## SUPPLIED DATA:
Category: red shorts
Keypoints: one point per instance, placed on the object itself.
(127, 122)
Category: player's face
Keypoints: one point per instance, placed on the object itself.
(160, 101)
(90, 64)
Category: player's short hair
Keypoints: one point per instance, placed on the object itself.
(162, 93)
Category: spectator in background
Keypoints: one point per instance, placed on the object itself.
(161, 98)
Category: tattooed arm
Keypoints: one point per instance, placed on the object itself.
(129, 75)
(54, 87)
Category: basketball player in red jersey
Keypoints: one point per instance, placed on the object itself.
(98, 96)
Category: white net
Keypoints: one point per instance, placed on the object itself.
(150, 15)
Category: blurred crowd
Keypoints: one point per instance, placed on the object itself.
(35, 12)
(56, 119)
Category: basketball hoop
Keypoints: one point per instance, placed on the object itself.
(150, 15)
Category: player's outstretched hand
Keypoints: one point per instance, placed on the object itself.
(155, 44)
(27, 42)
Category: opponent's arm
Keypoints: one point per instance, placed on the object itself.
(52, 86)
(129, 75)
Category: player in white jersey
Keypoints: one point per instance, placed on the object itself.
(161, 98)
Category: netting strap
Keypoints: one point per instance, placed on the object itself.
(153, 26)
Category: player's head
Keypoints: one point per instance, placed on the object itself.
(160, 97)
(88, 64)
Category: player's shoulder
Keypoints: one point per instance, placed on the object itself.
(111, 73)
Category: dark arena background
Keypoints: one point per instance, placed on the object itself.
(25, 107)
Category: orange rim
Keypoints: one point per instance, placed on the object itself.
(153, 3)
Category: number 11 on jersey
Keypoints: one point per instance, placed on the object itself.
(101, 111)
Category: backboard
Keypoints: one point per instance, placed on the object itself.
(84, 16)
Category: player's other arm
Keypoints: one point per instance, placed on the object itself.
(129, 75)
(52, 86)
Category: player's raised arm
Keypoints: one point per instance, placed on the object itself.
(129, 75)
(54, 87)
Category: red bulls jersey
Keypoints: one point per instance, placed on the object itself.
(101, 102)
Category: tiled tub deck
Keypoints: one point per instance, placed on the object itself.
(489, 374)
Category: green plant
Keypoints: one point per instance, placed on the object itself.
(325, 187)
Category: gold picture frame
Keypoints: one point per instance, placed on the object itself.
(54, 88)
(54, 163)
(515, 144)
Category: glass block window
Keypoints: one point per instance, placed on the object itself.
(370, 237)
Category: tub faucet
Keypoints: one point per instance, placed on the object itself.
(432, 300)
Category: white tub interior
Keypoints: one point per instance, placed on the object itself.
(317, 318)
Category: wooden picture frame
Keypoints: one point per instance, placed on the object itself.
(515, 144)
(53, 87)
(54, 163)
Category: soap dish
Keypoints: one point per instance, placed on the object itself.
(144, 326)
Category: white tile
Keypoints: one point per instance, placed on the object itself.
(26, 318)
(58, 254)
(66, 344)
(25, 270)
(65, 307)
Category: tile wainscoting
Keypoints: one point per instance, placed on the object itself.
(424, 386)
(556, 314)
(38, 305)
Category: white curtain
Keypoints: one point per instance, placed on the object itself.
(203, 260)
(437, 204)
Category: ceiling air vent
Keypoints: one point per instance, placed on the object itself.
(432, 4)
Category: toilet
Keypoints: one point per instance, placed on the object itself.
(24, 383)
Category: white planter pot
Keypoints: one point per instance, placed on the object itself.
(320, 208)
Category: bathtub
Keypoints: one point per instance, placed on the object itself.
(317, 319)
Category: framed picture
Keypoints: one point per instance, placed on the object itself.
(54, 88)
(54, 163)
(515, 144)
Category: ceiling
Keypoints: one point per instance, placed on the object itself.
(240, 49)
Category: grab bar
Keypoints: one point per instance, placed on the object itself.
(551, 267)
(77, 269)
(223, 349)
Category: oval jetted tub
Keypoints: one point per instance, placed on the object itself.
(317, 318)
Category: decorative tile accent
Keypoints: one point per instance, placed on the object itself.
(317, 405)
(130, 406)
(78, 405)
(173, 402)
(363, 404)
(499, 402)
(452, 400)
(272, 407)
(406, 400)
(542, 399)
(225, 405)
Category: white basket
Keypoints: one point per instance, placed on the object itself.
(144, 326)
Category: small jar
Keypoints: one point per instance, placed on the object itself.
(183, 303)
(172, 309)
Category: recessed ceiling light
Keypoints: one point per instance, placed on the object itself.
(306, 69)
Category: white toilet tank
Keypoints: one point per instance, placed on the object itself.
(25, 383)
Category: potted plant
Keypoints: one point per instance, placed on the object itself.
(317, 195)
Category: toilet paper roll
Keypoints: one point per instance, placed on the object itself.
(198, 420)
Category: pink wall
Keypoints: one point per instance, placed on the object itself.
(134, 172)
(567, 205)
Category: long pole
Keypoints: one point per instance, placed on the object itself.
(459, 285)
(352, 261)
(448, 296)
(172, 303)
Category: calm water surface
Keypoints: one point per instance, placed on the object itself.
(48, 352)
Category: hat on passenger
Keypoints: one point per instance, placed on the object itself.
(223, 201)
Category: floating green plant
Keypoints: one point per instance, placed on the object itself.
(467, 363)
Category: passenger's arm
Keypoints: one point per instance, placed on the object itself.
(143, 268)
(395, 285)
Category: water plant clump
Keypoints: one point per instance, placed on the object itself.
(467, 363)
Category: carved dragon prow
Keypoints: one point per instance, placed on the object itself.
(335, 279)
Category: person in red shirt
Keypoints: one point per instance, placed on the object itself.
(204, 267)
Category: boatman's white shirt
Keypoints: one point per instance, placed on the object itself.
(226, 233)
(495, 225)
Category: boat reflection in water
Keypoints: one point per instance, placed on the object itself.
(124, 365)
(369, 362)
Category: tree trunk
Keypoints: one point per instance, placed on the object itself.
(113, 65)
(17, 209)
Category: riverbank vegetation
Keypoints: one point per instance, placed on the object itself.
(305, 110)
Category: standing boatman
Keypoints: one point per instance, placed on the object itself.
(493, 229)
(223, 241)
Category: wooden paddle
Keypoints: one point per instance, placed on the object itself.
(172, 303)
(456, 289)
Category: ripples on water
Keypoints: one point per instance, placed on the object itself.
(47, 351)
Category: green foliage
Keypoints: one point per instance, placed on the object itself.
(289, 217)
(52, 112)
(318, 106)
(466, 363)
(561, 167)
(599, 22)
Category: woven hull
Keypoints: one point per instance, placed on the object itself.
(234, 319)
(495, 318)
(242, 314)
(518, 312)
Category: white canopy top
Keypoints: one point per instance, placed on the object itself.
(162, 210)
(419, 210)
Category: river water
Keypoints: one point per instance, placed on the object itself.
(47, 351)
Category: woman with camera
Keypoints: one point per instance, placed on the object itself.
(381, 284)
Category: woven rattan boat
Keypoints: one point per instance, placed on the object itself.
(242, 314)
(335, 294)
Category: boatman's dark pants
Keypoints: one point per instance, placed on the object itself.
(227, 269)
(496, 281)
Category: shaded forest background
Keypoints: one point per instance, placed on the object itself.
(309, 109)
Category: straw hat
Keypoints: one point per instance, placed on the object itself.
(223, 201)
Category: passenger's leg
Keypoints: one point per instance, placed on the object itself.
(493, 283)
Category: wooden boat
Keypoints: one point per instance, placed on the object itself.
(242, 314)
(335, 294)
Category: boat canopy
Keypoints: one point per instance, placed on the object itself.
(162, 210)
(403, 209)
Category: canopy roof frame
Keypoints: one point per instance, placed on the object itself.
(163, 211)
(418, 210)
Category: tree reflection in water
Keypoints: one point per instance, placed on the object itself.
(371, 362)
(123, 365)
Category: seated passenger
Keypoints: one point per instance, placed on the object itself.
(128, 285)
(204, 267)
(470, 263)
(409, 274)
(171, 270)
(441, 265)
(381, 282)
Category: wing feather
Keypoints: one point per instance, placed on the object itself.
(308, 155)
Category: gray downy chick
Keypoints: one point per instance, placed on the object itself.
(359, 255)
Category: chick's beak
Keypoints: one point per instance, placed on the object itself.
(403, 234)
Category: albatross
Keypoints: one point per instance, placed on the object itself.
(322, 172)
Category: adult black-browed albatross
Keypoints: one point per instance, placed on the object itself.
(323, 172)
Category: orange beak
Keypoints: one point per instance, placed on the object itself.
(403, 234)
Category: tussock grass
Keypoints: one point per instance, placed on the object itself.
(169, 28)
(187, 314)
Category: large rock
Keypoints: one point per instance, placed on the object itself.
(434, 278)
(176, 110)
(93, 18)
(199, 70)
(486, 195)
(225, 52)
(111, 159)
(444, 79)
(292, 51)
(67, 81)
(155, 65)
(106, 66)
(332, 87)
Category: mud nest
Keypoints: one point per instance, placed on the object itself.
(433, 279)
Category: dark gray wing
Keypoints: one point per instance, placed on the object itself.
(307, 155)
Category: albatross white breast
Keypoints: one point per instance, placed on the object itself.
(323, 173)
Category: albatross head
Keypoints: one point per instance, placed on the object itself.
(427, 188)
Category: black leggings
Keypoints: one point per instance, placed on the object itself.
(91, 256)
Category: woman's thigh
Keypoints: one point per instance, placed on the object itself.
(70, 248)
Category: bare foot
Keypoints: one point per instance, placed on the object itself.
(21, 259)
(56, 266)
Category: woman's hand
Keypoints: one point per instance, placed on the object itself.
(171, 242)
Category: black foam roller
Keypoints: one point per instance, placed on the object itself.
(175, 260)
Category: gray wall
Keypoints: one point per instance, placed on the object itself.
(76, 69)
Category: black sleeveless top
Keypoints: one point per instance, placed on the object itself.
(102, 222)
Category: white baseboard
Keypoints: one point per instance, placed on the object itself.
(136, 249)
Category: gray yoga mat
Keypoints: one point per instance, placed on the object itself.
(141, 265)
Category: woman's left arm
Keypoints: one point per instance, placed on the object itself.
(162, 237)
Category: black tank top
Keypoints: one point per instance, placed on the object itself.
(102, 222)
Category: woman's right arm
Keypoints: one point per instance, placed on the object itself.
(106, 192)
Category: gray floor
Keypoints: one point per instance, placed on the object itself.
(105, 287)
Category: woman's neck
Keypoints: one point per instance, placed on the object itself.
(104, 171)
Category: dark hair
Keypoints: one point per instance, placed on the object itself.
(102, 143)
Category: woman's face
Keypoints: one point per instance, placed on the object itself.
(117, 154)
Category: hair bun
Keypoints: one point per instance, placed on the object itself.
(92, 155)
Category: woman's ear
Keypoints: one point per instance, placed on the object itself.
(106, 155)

## STATED EXERCISE:
Lay out everything from the line containing "Category: black sleeveless top" down to the end of the entries above as a JSON list of strings, one string per line, with blank lines omitted.

## THE ANSWER:
[
  "Category: black sleeveless top",
  "Keypoints: one point per instance, placed on the object itself.",
  "(102, 222)",
  "Category: white baseboard",
  "Keypoints: one point per instance, placed on the object itself.",
  "(136, 249)",
  "Category: gray yoga mat",
  "Keypoints: one point per instance, placed on the object itself.",
  "(141, 265)",
  "Category: woman's left arm",
  "Keypoints: one point per instance, placed on the object itself.",
  "(162, 237)",
  "Category: black tank top",
  "Keypoints: one point per instance, placed on the object itself.",
  "(102, 222)",
  "Category: woman's right arm",
  "Keypoints: one point per instance, placed on the object itself.",
  "(106, 192)",
  "Category: gray floor",
  "Keypoints: one point per instance, placed on the object itself.",
  "(105, 287)",
  "Category: woman's neck",
  "Keypoints: one point per instance, placed on the object itself.",
  "(104, 171)",
  "Category: dark hair",
  "Keypoints: one point per instance, placed on the object itself.",
  "(102, 143)",
  "Category: woman's face",
  "Keypoints: one point per instance, placed on the object itself.",
  "(117, 154)",
  "Category: hair bun",
  "Keypoints: one point per instance, placed on the object itself.",
  "(92, 155)",
  "Category: woman's ear",
  "Keypoints: one point per instance, placed on the object itself.",
  "(106, 155)"
]